**AIM OF THE TASK:** Reproduce every one of the records below verbatim, leaving out the pictures.

**ITEMS:**

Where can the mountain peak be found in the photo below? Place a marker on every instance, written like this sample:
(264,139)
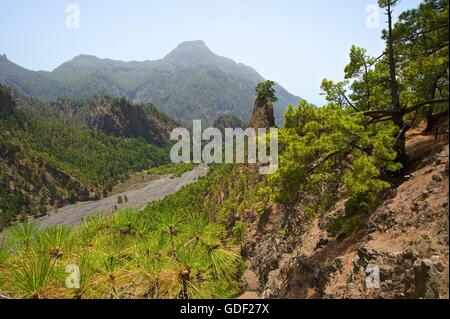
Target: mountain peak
(191,52)
(3,57)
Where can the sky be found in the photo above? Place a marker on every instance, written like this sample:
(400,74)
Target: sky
(294,42)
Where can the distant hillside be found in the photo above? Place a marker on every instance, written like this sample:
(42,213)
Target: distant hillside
(46,163)
(191,82)
(114,116)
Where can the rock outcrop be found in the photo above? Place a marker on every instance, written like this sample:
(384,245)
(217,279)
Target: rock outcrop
(404,243)
(263,114)
(6,102)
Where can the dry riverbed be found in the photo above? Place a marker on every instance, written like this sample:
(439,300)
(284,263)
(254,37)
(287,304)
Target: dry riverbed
(138,196)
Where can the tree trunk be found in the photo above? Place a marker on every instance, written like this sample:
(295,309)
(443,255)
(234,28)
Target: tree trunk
(400,147)
(430,120)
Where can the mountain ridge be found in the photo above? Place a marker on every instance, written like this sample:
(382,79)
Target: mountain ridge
(190,82)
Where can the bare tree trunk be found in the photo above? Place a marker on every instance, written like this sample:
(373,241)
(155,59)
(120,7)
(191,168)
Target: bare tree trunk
(400,147)
(431,121)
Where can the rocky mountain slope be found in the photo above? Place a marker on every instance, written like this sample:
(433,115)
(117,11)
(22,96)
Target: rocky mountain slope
(47,161)
(291,255)
(189,83)
(114,116)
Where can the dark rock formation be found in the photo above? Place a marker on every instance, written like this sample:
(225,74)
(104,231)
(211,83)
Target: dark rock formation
(262,116)
(6,102)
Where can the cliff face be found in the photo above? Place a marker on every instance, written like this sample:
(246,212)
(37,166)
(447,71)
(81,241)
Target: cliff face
(30,185)
(263,114)
(404,241)
(115,116)
(122,118)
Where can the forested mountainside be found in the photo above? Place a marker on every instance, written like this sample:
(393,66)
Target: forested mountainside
(114,116)
(47,163)
(189,83)
(358,207)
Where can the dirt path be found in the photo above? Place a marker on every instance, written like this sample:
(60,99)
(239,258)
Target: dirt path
(73,215)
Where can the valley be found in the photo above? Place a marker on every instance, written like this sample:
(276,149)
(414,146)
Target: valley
(138,196)
(116,181)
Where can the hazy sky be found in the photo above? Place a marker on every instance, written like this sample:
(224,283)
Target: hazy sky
(294,42)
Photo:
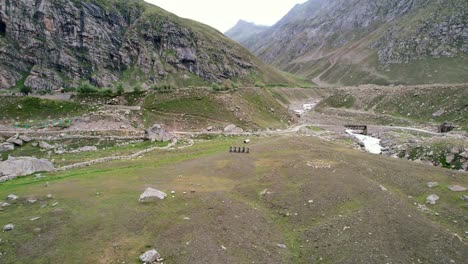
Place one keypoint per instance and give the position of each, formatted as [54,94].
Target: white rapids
[371,144]
[305,108]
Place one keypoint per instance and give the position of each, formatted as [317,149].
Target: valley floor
[322,200]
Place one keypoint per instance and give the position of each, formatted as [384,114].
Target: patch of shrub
[87,88]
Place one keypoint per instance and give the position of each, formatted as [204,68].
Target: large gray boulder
[151,194]
[233,129]
[6,147]
[15,167]
[15,141]
[432,199]
[150,256]
[457,188]
[158,133]
[8,227]
[45,145]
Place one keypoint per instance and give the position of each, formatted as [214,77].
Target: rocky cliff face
[48,44]
[368,41]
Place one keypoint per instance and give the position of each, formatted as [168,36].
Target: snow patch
[371,144]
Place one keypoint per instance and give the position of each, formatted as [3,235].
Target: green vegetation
[87,88]
[33,109]
[26,90]
[96,208]
[338,101]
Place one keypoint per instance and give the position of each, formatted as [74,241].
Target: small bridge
[357,128]
[239,150]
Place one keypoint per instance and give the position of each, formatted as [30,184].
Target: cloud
[224,14]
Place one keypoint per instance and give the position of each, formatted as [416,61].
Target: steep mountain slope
[363,41]
[47,44]
[244,30]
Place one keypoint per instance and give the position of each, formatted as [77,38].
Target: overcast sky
[224,14]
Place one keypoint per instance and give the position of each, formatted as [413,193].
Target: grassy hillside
[33,110]
[369,42]
[314,197]
[249,108]
[435,104]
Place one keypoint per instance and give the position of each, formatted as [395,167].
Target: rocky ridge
[49,44]
[362,38]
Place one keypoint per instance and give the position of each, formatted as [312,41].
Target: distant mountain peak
[352,42]
[244,30]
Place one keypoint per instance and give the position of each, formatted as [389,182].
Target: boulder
[438,113]
[233,129]
[12,197]
[85,149]
[25,139]
[45,145]
[432,199]
[150,256]
[446,127]
[158,133]
[4,204]
[457,188]
[151,194]
[15,141]
[6,147]
[15,167]
[8,227]
[449,158]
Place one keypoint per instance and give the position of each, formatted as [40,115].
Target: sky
[224,14]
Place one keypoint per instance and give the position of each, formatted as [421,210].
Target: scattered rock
[6,147]
[283,246]
[158,133]
[45,145]
[31,200]
[16,141]
[233,129]
[449,158]
[25,139]
[150,256]
[432,199]
[151,194]
[8,227]
[12,197]
[457,188]
[446,127]
[438,113]
[15,167]
[84,149]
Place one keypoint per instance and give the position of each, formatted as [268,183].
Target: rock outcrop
[52,44]
[151,194]
[369,41]
[158,133]
[15,167]
[150,256]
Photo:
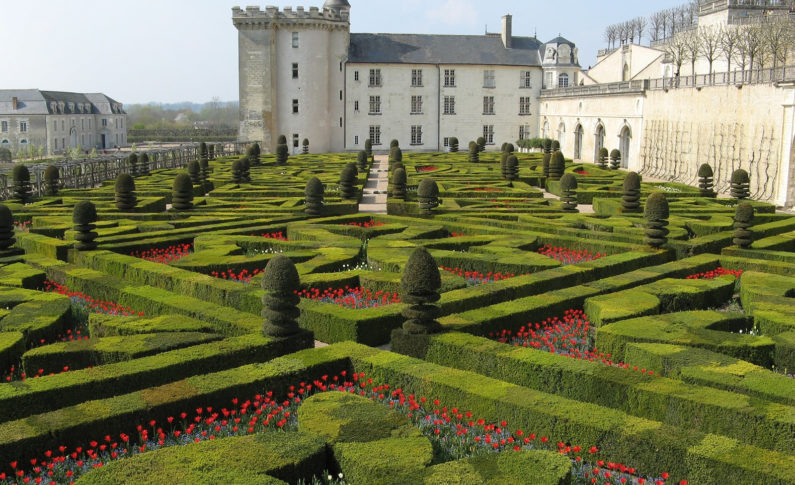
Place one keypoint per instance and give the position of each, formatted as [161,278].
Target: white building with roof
[60,120]
[304,75]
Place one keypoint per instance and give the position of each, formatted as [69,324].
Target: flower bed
[165,256]
[455,432]
[568,256]
[348,297]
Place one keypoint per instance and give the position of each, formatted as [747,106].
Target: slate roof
[442,49]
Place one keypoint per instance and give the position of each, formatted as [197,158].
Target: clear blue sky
[186,50]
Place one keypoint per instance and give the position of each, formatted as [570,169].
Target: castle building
[304,75]
[59,121]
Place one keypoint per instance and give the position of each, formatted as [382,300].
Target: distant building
[304,75]
[60,120]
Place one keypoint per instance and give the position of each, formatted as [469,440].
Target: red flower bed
[348,297]
[165,256]
[568,256]
[715,273]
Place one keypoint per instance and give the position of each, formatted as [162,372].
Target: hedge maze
[550,329]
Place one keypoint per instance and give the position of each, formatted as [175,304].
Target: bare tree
[709,45]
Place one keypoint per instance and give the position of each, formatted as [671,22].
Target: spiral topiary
[361,160]
[743,220]
[615,159]
[125,192]
[399,183]
[280,302]
[182,193]
[419,287]
[51,180]
[22,189]
[602,159]
[568,185]
[428,195]
[84,216]
[706,180]
[740,184]
[656,215]
[474,152]
[557,164]
[6,228]
[133,161]
[313,193]
[348,181]
[630,199]
[195,172]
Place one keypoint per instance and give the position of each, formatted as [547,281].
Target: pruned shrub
[419,288]
[656,215]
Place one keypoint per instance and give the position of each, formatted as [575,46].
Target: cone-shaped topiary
[6,228]
[399,183]
[313,193]
[615,159]
[348,181]
[280,302]
[706,180]
[125,192]
[568,185]
[143,164]
[740,184]
[195,172]
[361,160]
[84,216]
[22,188]
[630,198]
[656,215]
[428,195]
[182,193]
[133,161]
[474,152]
[51,180]
[556,165]
[419,287]
[602,159]
[743,220]
[237,172]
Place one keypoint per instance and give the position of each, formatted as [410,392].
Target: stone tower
[292,74]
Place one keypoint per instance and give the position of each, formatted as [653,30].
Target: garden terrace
[683,371]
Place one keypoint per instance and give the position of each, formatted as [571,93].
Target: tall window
[416,77]
[375,134]
[524,79]
[416,105]
[488,134]
[524,105]
[449,78]
[449,105]
[488,79]
[416,135]
[375,77]
[375,105]
[488,105]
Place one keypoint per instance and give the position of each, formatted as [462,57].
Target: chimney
[507,40]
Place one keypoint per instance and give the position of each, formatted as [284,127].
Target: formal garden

**COMPLETE ANSWER:**
Where can the mountain peak be found in the photo below? Place a marker on every instance, written like this sample:
(264,139)
Target: mountain peak
(191,52)
(3,57)
Where can the sky be found in the photo above? Place a marker on every instance, written like this sample:
(400,74)
Target: sky
(294,42)
Where can the distant hillside be found in the photo above? Place a marker on every instance, written like this sample:
(42,213)
Target: distant hillside
(46,163)
(191,82)
(114,116)
Where can the rock outcrop be found in the photo above? Place a marker on every instance, written like this sample:
(384,245)
(217,279)
Target: rock outcrop
(404,243)
(263,114)
(6,102)
Where can the dry riverbed be found in the photo above? Place a marker on every instance, written like this sample:
(439,300)
(284,263)
(254,37)
(287,304)
Target: dry riverbed
(138,196)
Where can the tree trunk be found in the photo above? Place a marker on every instance, written like this sample:
(295,309)
(443,255)
(234,28)
Target: tree trunk
(400,147)
(430,120)
Where can the mountain ridge be found in the photo above? Place a marker on every instance, written like this sample:
(382,79)
Target: mountain ridge
(190,82)
Where can the bare tree trunk be found in the photo above? Place a marker on every instance, written like this sample:
(373,241)
(155,59)
(120,7)
(191,168)
Target: bare tree trunk
(400,147)
(431,121)
Where can the rocky mountain slope be found in the photo above? Place a marker on every instance, written like this sample:
(433,115)
(117,11)
(22,96)
Target: rocky mountain slope
(47,161)
(291,255)
(189,83)
(114,116)
Where can the dark rock formation be found in the photo above? Place a marker on every instance, written like this sample:
(225,74)
(104,231)
(211,83)
Target: dark rock formation
(262,116)
(6,102)
Where can the cliff face be found in the photo above? Place a marker on every instance, written like this sample:
(246,212)
(37,166)
(447,71)
(81,241)
Target: cliff face
(30,185)
(263,114)
(404,241)
(115,116)
(122,118)
Where can the forested mountainside be found in the photo above? Place a marker on every instance, written like this sample:
(393,66)
Target: forested mountainside
(114,116)
(47,163)
(189,83)
(358,207)
Where can the dirt path be found in the photo above? Place a marker on every instance, written like this sample:
(60,99)
(239,258)
Target: dirt path
(73,215)
Where can the valley be found in the photo above? Place a marker on every instance, written like this sample:
(276,149)
(414,146)
Target: valley
(138,196)
(116,181)
Where can the hazy sky be found in the photo above? Place a marker on every instance, written like this sample:
(224,283)
Target: hazy sky
(294,42)
Photo:
Place one keypoint per instance and give the position of each, formatted as [54,94].
Target: white rapids
[371,144]
[305,108]
Place one keypoint per instance and give the position of each, formatted as [317,149].
Target: valley floor
[322,200]
Place one keypoint per instance and give the position of each, formatted as [384,114].
Target: patch of shrub
[87,88]
Place one keypoint per instance and give the position of each, formatted as [204,68].
Target: large gray boulder
[151,194]
[233,129]
[6,147]
[15,167]
[15,141]
[432,199]
[150,256]
[457,188]
[158,133]
[8,227]
[45,145]
Place one keypoint per instance and give the position of each, formatted as [214,77].
Target: rocky cliff face
[48,44]
[368,41]
Place one keypoint per instance and give the position of each, formatted as [168,36].
Target: snow patch
[371,144]
Place one keypoint per instance and give the position of each, formatted as [3,235].
Target: green vegetation
[87,88]
[33,109]
[26,90]
[96,208]
[338,101]
Place one keypoint per instance and give the position of each, formatted as [74,241].
Target: small bridge
[357,128]
[239,150]
Place one keypoint per instance and give the position of each, formatted as [30,184].
Target: cloud
[224,14]
Place one keypoint per instance and give the position of each, formatted as [416,61].
Target: steep mountain slope
[363,41]
[47,44]
[244,30]
Place one keypoint per instance and give the position of each, formatted as [77,38].
Target: overcast sky
[224,14]
Place one keypoint per instance and give the position of each, formatted as [413,193].
Target: grassy hillside
[33,110]
[369,42]
[314,197]
[249,108]
[435,104]
Place one keypoint per instance and give the position of each, formatted as [395,167].
Target: rocky ridge
[49,44]
[362,38]
Place one keypoint per instance and give the position of each, formatted as [312,41].
Target: distant mountain peak
[352,42]
[244,30]
Place one keypoint per instance and give the position of each, formatted as [389,182].
Target: boulder
[438,113]
[233,129]
[12,197]
[85,149]
[25,139]
[45,145]
[432,199]
[150,256]
[446,127]
[158,133]
[4,204]
[457,188]
[151,194]
[15,141]
[6,147]
[15,167]
[8,227]
[449,158]
Place one keypoint per instance and give the position of each, formatted as [40,115].
Target: sky
[224,14]
Place one keypoint per instance and give the position of each, formatted as [421,210].
Target: scattered rock
[6,147]
[283,246]
[158,133]
[45,145]
[31,200]
[16,141]
[233,129]
[449,158]
[25,139]
[150,256]
[432,199]
[151,194]
[8,227]
[12,197]
[457,188]
[446,127]
[438,113]
[15,167]
[84,149]
Place one keypoint per instance and give the position of each, formatted as [268,183].
Target: rock outcrop
[52,44]
[151,194]
[369,41]
[158,133]
[15,167]
[150,256]
Photo:
Place one keypoint per instance and give the position of each, formatted as [161,278].
Target: white building with roof
[60,120]
[304,75]
Place one keypoint per instance and give the position of each, formatted as [69,324].
Target: flower bed
[165,256]
[455,432]
[568,256]
[348,297]
Place one keypoint per instance and give the position of each, formatted as [747,106].
Target: slate roof
[442,49]
Place one keypoint per instance and give the position of each, formatted as [197,158].
Target: clear blue sky
[186,50]
Place one keypoint per instance and give the position of each, formatted as [570,169].
Target: castle building
[304,75]
[59,121]
Place one keypoint per instance and give the position of each, formatted as [382,300].
Target: distant building
[304,75]
[60,120]
Place one keypoint per instance and give the position of each, formatted as [469,440].
Target: red flower bed
[348,297]
[165,256]
[568,256]
[715,273]
Place one keypoint per instance and give the position of each, formatted as [162,372].
Target: hedge maze
[550,329]
Place one keypoint per instance and give the position of each, formatted as [175,304].
Target: bare tree
[709,45]
Place one keypoint per instance and give the position of each, formatted as [671,22].
Target: spiral topiary
[361,160]
[743,220]
[615,159]
[125,192]
[399,183]
[280,302]
[182,193]
[419,287]
[51,180]
[22,189]
[602,159]
[568,185]
[428,195]
[84,216]
[706,180]
[740,184]
[656,215]
[474,152]
[557,164]
[6,228]
[133,161]
[313,193]
[348,181]
[630,199]
[195,172]
Place one keypoint per instance and give the position of each, formatted as [547,281].
Target: pruned shrub
[419,288]
[656,215]
Place one keypoint per instance and give the position of each, formatted as [575,46].
Target: cone-shaped topiary
[6,228]
[399,183]
[313,193]
[615,159]
[348,181]
[280,302]
[706,180]
[125,192]
[568,185]
[143,164]
[740,184]
[195,172]
[361,160]
[84,216]
[22,188]
[630,198]
[656,215]
[428,195]
[182,193]
[133,161]
[474,152]
[51,180]
[556,165]
[419,287]
[602,159]
[743,220]
[237,172]
Place one keypoint per instance and give the position of each, formatted as [410,392].
Target: stone tower
[292,74]
Place one keypoint per instance and give the position of each, formatted as [653,30].
Target: garden terrace
[683,371]
Place one keypoint per instance and give the position of each, formatted as [571,93].
Target: tall window
[416,77]
[375,134]
[524,79]
[416,105]
[488,134]
[524,105]
[449,78]
[449,105]
[488,79]
[416,135]
[375,77]
[375,105]
[488,105]
Place one keypoint per instance and give the position of each, formatted as [462,57].
Target: chimney
[507,40]
Place one keypoint per instance and give the position of each, formatted as [284,127].
Target: formal garden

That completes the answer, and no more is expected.